If the object is to punish a delinquency, it savors very much of persecution, when the conduct punished is the result of conscientious persuasion. The rights of conscience are declared inviolable, and the scruple to bear arms is expressly tolerated, and therefore cannot, within the meaning of the constitution, be considered as a crime. Besides the very design of punishment merges this object in the former, and becomes a compulsory process for driving men to the field of training.
If raising a revenue is the object or enters into the motive, it is a pity but that object was distinctly avowed in the preamble. Would the citizens of this commonwealth tolerate a law for raising a revenue out of the conscientious persuasions of a part of the community? Might we not as well be taxed for refusing to attend the theatre, or to purchase tickets in the state lottery, provided that refusal is a conscientious one? A law imposing a tax or fine on either of these accounts, would have one thing to recommend it which our militia law has not, it would not directly violate an express provision of the constitution.
But it will be urged that the constitution declares, that those who conscientiously scruple to bear arms, shall pay an equivalent for personal service, and, therefore, the legislature has no authority to grant the exemption for which I contend. But will it be pretended that the legislature must require every man who conscientiously scruples to bear arms, to pay an equivalent for personal service? The duties of the legislature are always construed with a grain of allowance. This article must convict every legislature of this state, during the last forty years, of neglect of duty, or be construed as indicating what may be, rather than what must be done. If laws must be made requiring the freemen of the commonwealth, who are conscientiously scrupulous of bearing arms, to pay an equivalent for personal service, that law must be general and include them all, for no exception is made in the constitution. But no such complete inclusion is to be found in any militia law ever enacted under this constitution. But does our present militia law require an equivalent for personal service, and for personal service alone? For we observe, that the authority is confined to that equivalent, and has no application to any thing but personal service. Can personal service be required or rendered in time of peace? What is personal service? It certainly requires no great share either of learning or sagacity, to distinguish between training as practised in time of peace, and actual service. And yet it is only by confounding them that the sixth article of the constitution can be pressed into the service of our militia system, as now applied in time of peace to those who are religiously restrained from bearing arms.
In the constitution of the United States, art. i. sec. 8, congress is authorized to “provide for calling forth the militia to execute the laws of the Union, suppress insurrections, and repel invasions.” This is their service. And in the next paragraph, “to provide for organizing, arming, and disciplining the militia, and for governing such part of them as may be employed in the service of the United States, reserving to the states respectively the appointment of the officers, and the authority of training the militia according to the discipline prescribed by congress.” In the second article, second section, “the president is made commander in chief of the army and navy of the United States, and of the militia of the several states when called into the actual service of the United States.” Here training according to the discipline prescribed by Congress, and the service of the United States, are clearly distinguished and placed under different authorities.

▶ Direction:
Answer from the militia law passage above:
(a) Which two refusals does it suggest might as well be taxed, if conscientious?
(b) How many years of this state's legislatures does it say the article would convict of neglect of duty?
(c) Which article and section of the United States constitution does it cite for congress calling forth the militia?

▶ Given entries:
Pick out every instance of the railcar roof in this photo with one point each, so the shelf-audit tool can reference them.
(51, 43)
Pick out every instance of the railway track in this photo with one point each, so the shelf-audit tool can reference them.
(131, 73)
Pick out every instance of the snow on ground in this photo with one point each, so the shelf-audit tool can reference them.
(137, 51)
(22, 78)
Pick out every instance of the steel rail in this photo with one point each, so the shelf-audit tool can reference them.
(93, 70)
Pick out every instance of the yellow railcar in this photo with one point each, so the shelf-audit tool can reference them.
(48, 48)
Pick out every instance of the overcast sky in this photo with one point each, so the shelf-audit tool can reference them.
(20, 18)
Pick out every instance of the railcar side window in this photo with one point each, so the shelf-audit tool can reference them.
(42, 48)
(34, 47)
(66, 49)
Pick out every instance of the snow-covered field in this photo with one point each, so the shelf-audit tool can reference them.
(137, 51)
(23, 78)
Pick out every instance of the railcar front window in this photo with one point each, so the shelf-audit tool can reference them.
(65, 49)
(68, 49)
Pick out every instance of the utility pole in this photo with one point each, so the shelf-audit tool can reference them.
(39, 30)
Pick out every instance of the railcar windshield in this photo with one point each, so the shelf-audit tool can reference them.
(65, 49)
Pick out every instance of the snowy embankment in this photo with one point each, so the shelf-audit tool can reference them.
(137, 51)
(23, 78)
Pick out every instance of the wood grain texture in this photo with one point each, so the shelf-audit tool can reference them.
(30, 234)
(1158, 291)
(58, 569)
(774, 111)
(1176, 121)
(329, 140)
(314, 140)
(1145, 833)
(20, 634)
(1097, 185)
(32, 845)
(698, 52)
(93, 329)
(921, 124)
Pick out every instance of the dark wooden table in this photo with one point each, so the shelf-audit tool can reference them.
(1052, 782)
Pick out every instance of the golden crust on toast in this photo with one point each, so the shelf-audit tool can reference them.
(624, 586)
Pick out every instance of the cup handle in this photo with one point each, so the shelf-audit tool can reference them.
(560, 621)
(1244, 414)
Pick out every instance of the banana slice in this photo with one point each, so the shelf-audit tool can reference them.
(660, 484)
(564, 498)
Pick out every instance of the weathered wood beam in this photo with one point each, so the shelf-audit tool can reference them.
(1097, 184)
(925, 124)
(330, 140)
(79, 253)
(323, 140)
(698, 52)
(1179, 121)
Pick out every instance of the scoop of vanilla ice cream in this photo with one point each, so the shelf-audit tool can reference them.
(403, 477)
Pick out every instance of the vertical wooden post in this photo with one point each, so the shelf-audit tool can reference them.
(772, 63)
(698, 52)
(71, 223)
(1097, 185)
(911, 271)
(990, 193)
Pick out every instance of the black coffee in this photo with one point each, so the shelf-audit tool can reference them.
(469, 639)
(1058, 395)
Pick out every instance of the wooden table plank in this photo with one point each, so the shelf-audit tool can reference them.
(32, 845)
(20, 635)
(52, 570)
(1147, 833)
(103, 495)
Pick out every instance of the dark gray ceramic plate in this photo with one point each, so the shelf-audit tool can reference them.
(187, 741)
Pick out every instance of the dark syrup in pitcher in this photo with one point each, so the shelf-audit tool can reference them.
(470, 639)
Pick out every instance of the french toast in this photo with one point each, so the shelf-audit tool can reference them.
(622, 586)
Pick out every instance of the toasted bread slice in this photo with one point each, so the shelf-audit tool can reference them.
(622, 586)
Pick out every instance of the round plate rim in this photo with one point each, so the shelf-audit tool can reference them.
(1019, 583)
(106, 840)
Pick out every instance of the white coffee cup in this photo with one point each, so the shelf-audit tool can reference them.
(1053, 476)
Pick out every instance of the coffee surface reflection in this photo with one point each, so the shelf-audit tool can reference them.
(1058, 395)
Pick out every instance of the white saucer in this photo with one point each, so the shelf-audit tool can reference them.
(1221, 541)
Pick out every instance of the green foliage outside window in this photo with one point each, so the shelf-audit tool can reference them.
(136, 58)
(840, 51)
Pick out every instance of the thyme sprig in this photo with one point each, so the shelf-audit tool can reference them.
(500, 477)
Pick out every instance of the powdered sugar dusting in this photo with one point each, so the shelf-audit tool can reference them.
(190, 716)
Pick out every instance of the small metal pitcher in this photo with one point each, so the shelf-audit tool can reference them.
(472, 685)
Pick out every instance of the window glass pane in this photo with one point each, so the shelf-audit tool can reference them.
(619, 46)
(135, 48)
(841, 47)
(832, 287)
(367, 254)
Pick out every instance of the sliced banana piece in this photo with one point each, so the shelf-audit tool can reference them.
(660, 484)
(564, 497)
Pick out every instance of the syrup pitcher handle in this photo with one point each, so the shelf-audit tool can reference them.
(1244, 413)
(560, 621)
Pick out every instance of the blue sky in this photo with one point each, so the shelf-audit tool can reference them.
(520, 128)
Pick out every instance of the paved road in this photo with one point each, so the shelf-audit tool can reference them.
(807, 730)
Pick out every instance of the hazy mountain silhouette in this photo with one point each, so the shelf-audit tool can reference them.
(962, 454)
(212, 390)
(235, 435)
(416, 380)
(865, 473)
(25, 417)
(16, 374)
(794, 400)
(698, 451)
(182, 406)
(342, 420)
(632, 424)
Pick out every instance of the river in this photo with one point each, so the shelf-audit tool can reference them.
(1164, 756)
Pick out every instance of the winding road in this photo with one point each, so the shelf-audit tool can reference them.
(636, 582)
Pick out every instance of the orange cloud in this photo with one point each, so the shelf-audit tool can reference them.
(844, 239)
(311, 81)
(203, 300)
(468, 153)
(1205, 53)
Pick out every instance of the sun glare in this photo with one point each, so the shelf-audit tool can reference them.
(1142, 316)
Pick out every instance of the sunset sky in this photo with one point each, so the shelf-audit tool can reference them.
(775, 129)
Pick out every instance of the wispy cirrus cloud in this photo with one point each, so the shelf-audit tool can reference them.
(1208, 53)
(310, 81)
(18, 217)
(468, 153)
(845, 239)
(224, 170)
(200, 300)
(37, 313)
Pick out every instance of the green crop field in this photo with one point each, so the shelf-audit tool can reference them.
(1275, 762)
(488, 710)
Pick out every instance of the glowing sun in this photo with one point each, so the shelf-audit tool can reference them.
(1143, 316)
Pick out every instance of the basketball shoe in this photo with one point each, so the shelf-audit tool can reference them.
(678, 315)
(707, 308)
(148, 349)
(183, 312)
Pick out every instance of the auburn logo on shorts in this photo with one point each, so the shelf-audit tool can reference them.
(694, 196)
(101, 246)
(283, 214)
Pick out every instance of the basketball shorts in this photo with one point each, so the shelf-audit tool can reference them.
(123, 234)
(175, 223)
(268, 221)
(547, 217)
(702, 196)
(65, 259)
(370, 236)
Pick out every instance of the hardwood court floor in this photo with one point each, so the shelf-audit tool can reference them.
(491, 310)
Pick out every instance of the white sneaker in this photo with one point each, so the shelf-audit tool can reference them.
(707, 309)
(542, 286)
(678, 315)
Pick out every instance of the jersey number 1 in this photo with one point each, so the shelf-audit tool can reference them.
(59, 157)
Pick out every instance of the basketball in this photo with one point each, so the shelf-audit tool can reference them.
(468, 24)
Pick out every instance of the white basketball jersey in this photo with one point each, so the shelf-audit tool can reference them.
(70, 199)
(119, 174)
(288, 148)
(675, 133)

▶ Answer to the problem:
(a) Refusing to attend the theatre and refusing to purchase tickets in the state lottery.
(b) The last forty years.
(c) Article i, section 8.